**Lista de tareas**:
- A) En el fragmento sobre la mañana con dolor de cabeza, ¿por qué quien narra considera un buen síntoma que el dolor vaya remitiendo? Responde en una a tres oraciones.
- B) Retoma el relato de la mañana con dolor de cabeza a partir de la última oración del fragmento y escribe cómo sigue.

**Fragmento extraído**:
Son las ocho de la mañana. Sigo en paro y sin tener donde caerme muerto. Acabo de levantarme con un dolor de cabeza que no me gusta ni un pelo, porque es idéntico al de las postrimerías de mi época de borracho apestoso, cuando las resacas duraban de juerga a juerga y los sesos —favor que nunca mi hígado, mi dignidad y mi vida les agradecerán lo suficiente— parecía que quisieran reventarme el cráneo con sus feroces latidos, que por esto lo dejé y llevo años sin beber*. Luego no me ha gustado ni un pelo, porque no sé a qué viene, y me inquieta. Me he preparado un solo y me he encendido un cigarro. El dolor de cabeza va remitiendo. Buen síntoma, supongo: los tumores cerebrales no creo que se curen con vicios, así que no será eso. O sí será. Me importa un rábano.

**Información proporcionada**:
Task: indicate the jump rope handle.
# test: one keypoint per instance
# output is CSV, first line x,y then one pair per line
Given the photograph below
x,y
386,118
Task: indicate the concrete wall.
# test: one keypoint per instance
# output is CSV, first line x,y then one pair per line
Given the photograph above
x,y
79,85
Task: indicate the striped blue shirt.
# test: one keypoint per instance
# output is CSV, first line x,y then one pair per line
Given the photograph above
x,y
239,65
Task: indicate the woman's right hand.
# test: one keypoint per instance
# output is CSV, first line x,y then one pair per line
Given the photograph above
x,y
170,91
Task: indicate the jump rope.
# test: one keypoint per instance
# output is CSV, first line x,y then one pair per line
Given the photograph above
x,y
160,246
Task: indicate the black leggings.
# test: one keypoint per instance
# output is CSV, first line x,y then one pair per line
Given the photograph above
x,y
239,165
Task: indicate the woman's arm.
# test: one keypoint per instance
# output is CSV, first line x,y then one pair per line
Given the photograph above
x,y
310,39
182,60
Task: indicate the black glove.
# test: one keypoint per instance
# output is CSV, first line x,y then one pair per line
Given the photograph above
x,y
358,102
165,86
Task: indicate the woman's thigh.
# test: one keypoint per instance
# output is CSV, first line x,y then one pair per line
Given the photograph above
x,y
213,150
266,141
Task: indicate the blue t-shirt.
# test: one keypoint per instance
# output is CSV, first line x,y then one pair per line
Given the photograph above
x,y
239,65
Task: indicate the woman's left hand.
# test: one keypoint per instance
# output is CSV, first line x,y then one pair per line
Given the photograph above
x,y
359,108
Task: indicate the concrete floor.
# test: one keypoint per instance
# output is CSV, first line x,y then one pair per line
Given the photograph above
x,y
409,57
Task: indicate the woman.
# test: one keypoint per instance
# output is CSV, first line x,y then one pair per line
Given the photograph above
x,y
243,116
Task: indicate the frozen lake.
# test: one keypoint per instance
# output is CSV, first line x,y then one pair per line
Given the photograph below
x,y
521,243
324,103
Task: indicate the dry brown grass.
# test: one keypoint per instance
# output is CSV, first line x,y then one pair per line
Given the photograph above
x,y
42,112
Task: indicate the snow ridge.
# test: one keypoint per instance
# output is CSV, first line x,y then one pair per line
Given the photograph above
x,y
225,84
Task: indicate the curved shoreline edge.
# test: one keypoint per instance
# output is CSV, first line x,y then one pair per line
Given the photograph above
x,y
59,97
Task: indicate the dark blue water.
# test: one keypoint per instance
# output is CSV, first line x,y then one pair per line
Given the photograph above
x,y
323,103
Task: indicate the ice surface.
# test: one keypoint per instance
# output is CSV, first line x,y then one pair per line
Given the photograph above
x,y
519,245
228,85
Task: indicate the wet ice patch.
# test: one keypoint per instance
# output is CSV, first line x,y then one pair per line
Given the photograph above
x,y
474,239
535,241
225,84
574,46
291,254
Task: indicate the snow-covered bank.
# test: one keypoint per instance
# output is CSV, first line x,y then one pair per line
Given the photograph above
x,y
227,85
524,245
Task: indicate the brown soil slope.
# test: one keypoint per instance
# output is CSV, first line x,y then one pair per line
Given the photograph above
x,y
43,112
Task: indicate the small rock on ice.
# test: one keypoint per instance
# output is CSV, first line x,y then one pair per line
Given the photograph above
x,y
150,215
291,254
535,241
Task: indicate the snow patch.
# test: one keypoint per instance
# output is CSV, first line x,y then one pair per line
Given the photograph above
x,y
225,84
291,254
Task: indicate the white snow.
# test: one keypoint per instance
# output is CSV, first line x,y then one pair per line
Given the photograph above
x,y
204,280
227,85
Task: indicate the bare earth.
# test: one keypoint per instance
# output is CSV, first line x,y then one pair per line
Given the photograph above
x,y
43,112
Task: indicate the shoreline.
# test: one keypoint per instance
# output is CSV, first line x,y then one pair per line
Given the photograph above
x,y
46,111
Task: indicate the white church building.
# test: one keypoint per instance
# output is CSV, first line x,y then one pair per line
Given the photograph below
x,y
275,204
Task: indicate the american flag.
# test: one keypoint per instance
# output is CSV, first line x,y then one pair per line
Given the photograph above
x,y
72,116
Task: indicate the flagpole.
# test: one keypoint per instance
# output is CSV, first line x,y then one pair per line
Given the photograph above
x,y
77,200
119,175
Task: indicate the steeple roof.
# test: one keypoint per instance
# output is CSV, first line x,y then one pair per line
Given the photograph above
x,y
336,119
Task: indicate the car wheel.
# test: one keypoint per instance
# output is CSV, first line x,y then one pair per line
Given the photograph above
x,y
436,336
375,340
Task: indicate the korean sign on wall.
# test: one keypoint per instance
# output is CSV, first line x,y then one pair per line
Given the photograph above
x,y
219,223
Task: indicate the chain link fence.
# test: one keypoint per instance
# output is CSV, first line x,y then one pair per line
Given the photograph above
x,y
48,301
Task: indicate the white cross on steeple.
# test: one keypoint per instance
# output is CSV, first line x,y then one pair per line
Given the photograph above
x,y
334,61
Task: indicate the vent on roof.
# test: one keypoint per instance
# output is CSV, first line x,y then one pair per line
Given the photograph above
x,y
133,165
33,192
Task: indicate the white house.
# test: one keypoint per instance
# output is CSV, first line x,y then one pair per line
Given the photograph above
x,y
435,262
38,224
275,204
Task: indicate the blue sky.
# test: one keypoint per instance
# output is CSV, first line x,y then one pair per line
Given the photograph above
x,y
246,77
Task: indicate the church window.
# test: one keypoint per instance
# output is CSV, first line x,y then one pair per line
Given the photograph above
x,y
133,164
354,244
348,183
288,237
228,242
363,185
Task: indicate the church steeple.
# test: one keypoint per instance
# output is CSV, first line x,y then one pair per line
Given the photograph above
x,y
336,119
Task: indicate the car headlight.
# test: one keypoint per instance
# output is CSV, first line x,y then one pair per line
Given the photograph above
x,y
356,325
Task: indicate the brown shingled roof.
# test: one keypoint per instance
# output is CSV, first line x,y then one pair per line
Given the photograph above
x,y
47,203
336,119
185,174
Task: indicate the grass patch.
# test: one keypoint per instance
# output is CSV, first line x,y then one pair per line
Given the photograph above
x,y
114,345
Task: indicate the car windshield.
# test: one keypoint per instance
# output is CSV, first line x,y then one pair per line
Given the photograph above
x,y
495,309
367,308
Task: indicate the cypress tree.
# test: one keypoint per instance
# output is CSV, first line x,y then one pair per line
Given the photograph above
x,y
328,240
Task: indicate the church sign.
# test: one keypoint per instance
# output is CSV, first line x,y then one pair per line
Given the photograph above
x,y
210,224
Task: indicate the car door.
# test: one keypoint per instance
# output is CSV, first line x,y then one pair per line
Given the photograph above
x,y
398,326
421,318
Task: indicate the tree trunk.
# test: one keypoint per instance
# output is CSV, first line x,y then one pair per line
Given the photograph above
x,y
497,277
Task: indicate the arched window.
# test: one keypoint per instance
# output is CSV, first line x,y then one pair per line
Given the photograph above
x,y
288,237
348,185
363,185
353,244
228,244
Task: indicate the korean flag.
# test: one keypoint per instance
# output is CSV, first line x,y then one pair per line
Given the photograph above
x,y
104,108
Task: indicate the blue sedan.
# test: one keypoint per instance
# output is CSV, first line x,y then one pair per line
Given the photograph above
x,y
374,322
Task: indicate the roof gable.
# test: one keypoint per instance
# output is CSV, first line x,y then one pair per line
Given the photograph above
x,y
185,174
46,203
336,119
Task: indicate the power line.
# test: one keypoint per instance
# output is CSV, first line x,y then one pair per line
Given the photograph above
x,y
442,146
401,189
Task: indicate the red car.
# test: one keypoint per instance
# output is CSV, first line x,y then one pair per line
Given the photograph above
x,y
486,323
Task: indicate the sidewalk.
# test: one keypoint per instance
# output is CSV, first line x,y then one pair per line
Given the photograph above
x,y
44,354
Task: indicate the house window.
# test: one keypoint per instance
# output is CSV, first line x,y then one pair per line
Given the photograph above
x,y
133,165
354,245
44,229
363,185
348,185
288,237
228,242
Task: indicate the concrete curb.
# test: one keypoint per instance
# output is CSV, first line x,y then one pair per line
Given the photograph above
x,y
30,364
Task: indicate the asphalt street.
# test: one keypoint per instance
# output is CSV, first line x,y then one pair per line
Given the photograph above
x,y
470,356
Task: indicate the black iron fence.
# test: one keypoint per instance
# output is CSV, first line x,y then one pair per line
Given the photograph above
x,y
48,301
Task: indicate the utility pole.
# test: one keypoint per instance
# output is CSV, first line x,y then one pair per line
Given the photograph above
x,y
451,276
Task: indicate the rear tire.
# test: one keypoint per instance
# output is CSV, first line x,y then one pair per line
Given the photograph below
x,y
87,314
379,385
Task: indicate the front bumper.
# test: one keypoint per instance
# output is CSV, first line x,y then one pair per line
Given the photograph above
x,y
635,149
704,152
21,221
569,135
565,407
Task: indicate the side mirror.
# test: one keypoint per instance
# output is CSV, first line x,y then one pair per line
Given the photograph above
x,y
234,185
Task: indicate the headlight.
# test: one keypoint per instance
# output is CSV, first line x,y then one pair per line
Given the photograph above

**Lista de respuestas**:
- A) El dolor va remitiendo después de que se prepara un solo y se enciende un cigarro. Como cree que los tumores cerebrales no se curan con vicios, concluye que no será eso.

- B)
Pero no es de lo que quiero hablaros. Decía que me he levantado. Me he asomado a la ventana —hace, por cierto, un bellísimo día gris—, y unos jardineros están arreglando el parque. Me dan envidia: Pueden gastarse un duro en lo que les parezca. Yo, no. Cuando joven, me asomaba también a la ventana, y también me daban envidia los trabajadores, sobre todo antes de un examen: Ellos no tenían que hacerlo. Yo, sí. Siempre me dieron envidia los que trabajan… Me equivoqué estudiando. De eso quería hablaros.
* (NOTA: Cuando digo ‘beber’, me refiero a las borracheras apestosas. No a tomar algo de alcohol en las comidas si se tercia, unas cervezas puntualmente con amigos o incluso extralimitarse un tanto en ocasiones especiales. Estas prácticas no suponen una agresión significativa para el hígado, la dignidad o la vida del que bebe. Las borracheras apestosas, sí).